■ **GOAL 1**: Can you sum up the article on manager selection and monitoring in two sentences?
■ **GOAL 2**: Would you carry the article on selecting and monitoring external investment managers forward from its final sentence?

■ **SUPPLIED PASSAGE**:
-- start --
ResourcesManager selection and monitoring - Due diligence evaluation ...

Learning Outcomes

After reading this article, you will be able to explain best practices in manager selection and ongoing monitoring, identify the main areas of due diligence, and evaluate how fees and expenses affect performance for institutional and private portfolios. You will learn to assess the processes and structures that support sound manager choice, conduct effective fee analysis, and recognize common pitfalls that can harm outcomes in practice.

CFA Level 3 Syllabus

For CFA Level 3, you are required to understand how to select and monitor external investment managers. In your revision, focus on these aspects:

  • The objectives and components of manager due diligence (operational, investment, risk, compliance, firm culture)
  • Key fee structures, their negotiation, and their implications for net performance
  • The ongoing monitoring and review process for managers
  • Warning signs and risk factors that require further investigation or possible termination

Test Your Knowledge

Attempt these questions before reading this article. If you find some difficult or cannot remember the answers, remember to look more closely at that area during your revision.
-- end --
■ **GIVEN INFORMATION**:
-- start --
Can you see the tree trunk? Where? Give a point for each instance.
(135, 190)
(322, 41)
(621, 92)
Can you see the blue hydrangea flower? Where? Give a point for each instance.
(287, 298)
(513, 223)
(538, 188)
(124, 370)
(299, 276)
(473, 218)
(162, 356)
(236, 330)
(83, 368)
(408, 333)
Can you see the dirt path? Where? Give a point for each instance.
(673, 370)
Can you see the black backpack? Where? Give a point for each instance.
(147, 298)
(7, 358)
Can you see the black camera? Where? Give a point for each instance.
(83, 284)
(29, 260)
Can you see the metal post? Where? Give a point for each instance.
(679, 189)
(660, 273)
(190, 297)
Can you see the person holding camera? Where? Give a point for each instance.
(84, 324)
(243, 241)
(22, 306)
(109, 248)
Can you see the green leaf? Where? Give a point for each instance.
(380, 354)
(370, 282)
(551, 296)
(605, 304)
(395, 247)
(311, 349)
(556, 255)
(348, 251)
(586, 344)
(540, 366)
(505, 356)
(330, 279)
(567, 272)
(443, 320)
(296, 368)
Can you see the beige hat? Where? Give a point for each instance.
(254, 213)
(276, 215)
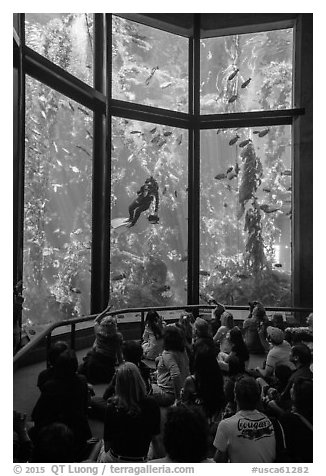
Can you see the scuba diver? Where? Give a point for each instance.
(146, 194)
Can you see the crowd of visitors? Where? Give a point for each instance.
(185, 393)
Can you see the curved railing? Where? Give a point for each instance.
(47, 333)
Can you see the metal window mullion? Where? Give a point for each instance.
(100, 237)
(19, 171)
(48, 73)
(194, 165)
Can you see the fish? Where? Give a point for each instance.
(233, 75)
(163, 288)
(244, 143)
(220, 176)
(234, 140)
(166, 85)
(233, 98)
(75, 290)
(245, 84)
(151, 75)
(268, 209)
(263, 132)
(230, 173)
(202, 272)
(118, 277)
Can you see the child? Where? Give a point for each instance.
(152, 337)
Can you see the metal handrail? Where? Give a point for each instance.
(47, 333)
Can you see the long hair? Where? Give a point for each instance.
(129, 387)
(237, 344)
(173, 339)
(209, 380)
(154, 323)
(227, 319)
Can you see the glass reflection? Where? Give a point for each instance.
(247, 72)
(148, 260)
(246, 208)
(149, 66)
(57, 222)
(66, 39)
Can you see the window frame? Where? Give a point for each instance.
(99, 100)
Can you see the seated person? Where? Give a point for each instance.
(297, 423)
(54, 444)
(132, 419)
(185, 436)
(248, 436)
(278, 354)
(254, 329)
(153, 336)
(301, 358)
(205, 387)
(132, 352)
(64, 399)
(226, 325)
(54, 352)
(172, 367)
(22, 444)
(238, 356)
(99, 363)
(202, 335)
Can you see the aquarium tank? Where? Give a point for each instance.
(245, 174)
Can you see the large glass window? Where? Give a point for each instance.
(57, 223)
(149, 261)
(246, 210)
(248, 72)
(66, 39)
(149, 66)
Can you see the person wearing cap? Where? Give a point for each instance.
(278, 354)
(227, 324)
(202, 335)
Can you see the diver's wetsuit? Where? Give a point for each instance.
(146, 195)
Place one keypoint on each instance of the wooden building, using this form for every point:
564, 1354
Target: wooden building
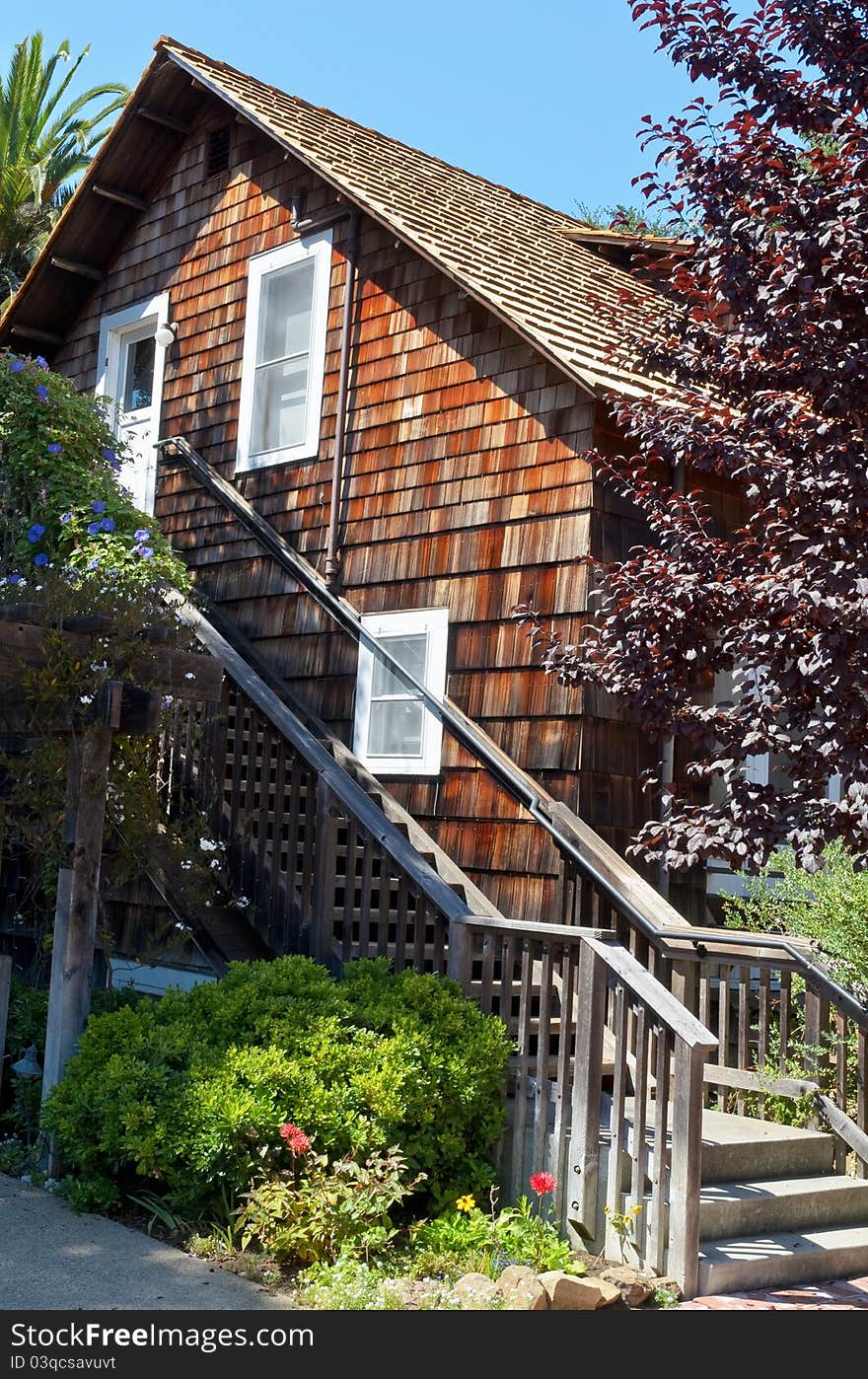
325, 314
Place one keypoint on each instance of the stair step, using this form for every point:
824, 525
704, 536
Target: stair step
737, 1149
781, 1204
775, 1260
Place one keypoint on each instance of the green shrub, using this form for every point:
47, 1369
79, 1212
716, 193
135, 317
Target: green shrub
327, 1209
186, 1095
830, 907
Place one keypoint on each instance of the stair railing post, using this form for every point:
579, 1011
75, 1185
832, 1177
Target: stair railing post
687, 1166
581, 1195
325, 875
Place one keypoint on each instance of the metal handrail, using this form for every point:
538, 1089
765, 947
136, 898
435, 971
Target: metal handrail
505, 771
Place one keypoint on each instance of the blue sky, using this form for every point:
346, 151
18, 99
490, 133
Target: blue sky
543, 97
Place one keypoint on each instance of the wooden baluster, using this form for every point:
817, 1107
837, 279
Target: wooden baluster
761, 1033
522, 1077
744, 1029
816, 1035
657, 1246
420, 934
325, 875
400, 921
279, 920
617, 1150
262, 872
861, 1099
365, 900
587, 1084
840, 1084
310, 800
785, 1021
487, 974
687, 1171
569, 971
543, 1036
349, 891
640, 1145
723, 1015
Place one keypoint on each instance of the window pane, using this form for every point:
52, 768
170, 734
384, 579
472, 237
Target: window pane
411, 652
279, 405
395, 728
138, 382
284, 312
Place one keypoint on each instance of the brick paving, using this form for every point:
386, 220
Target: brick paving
839, 1295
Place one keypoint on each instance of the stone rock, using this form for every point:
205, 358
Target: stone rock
633, 1287
477, 1292
522, 1289
570, 1294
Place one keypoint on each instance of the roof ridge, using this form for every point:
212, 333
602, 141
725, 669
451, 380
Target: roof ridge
167, 43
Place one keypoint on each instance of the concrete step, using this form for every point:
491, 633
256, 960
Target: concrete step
781, 1204
737, 1149
775, 1260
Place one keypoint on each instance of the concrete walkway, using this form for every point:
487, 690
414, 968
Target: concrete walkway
54, 1260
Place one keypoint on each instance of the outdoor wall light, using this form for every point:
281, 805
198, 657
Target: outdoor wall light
30, 1064
166, 334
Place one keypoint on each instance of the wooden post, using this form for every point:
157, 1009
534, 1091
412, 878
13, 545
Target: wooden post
581, 1196
687, 1171
78, 905
6, 986
325, 873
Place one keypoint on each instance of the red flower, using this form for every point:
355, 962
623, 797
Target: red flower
542, 1184
296, 1139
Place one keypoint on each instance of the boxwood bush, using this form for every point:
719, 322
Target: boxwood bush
186, 1094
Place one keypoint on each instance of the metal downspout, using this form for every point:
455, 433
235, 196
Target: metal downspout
332, 563
667, 752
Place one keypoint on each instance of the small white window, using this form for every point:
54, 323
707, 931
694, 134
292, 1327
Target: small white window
284, 353
395, 734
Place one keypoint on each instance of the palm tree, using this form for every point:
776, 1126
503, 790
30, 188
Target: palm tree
43, 146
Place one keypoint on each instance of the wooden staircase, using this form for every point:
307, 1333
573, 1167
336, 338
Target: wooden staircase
606, 1008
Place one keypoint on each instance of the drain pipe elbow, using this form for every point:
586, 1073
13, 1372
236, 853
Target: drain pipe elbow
332, 561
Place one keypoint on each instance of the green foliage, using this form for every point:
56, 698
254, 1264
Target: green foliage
186, 1097
829, 907
460, 1241
338, 1208
43, 146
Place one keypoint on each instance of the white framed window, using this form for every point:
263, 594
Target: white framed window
284, 353
130, 366
395, 734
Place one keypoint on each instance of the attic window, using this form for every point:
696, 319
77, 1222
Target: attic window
217, 151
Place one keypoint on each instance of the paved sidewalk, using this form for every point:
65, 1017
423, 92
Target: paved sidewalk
54, 1260
840, 1295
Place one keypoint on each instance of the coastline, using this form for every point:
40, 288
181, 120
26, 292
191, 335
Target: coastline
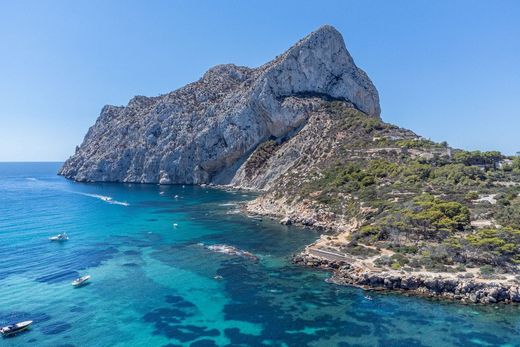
350, 270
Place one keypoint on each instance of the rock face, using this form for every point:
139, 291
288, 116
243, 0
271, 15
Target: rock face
206, 131
462, 289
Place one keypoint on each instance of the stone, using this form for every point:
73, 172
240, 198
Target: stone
206, 131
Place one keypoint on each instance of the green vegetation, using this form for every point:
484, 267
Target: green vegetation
416, 197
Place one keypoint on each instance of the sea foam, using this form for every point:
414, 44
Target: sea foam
108, 199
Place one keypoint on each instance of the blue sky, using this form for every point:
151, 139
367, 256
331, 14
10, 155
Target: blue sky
449, 70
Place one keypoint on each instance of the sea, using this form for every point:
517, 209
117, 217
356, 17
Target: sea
155, 280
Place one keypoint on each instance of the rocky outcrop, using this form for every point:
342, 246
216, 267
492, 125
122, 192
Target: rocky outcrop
206, 131
466, 290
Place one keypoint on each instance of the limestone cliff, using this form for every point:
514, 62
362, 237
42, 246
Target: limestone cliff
206, 131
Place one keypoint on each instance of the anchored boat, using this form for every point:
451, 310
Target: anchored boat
15, 328
78, 282
59, 237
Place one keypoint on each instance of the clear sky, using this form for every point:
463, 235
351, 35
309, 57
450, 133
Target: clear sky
449, 70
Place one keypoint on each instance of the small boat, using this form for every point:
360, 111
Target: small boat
15, 328
59, 237
78, 282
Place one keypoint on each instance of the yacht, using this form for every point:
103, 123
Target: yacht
59, 237
78, 282
15, 328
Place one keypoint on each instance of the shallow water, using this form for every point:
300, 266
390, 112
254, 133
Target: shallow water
154, 284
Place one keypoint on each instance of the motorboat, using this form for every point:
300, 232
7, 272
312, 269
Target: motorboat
60, 237
78, 282
15, 328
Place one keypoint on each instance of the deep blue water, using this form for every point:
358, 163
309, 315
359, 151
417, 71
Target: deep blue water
154, 284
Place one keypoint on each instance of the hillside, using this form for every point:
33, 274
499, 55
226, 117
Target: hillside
399, 211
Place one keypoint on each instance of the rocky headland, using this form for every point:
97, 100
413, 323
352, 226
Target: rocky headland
400, 212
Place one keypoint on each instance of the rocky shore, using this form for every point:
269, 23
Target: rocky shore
453, 288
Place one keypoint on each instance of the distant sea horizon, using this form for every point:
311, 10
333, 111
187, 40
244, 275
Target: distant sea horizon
161, 275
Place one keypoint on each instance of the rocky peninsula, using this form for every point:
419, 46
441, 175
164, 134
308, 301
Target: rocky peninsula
398, 211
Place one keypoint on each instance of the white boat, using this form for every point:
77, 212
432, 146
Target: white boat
59, 237
15, 328
78, 282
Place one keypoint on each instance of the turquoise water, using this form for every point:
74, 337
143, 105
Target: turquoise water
154, 284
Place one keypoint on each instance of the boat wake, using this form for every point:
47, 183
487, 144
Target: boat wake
231, 250
107, 199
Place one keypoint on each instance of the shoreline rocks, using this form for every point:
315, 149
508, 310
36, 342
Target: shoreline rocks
459, 289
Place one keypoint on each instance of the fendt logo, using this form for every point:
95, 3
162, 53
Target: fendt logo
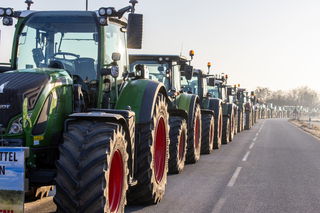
-- end --
■ **RIGHT ANSWER 1**: The article on manager selection and monitoring aims to help readers explain best practices in choosing and monitoring managers, identify the main areas of due diligence, and evaluate how fees and expenses affect performance for institutional and private portfolios. For CFA Level 3, it directs revision toward the objectives and components of due diligence, fee structures and their effect on net performance, the ongoing monitoring process, and warning signs that may call for further investigation or termination.

■ **RIGHT ANSWER 2**:
  1. What are the principal elements of a manager due diligence process, and why is each important?
  2. Which types of manager fees most directly erode investor net returns, and how can they be controlled?
  3. What are the warning signs that a hired manager may require closer review or even removal?
  4. Why is it necessary to analyze both operational and investment aspects when evaluating a manager?

Introduction

Selecting and continuously monitoring investment managers is a core responsibility for institutional and private investors who delegate investment decisions. The consequences of a poor manager choice or ineffective monitoring can be severe, including outsized losses, underperformance, reputational damage, or fraud. A robust due diligence process—covering both investment processes and business operations—is essential before hiring, and ongoing oversight is critical for accountability, risk management, and performance.

Key Term: due diligence
A structured process for investigating, verifying, and evaluating investment managers before engagement and while assets are assigned, examining investment process, operations, risk, compliance, controls, and culture.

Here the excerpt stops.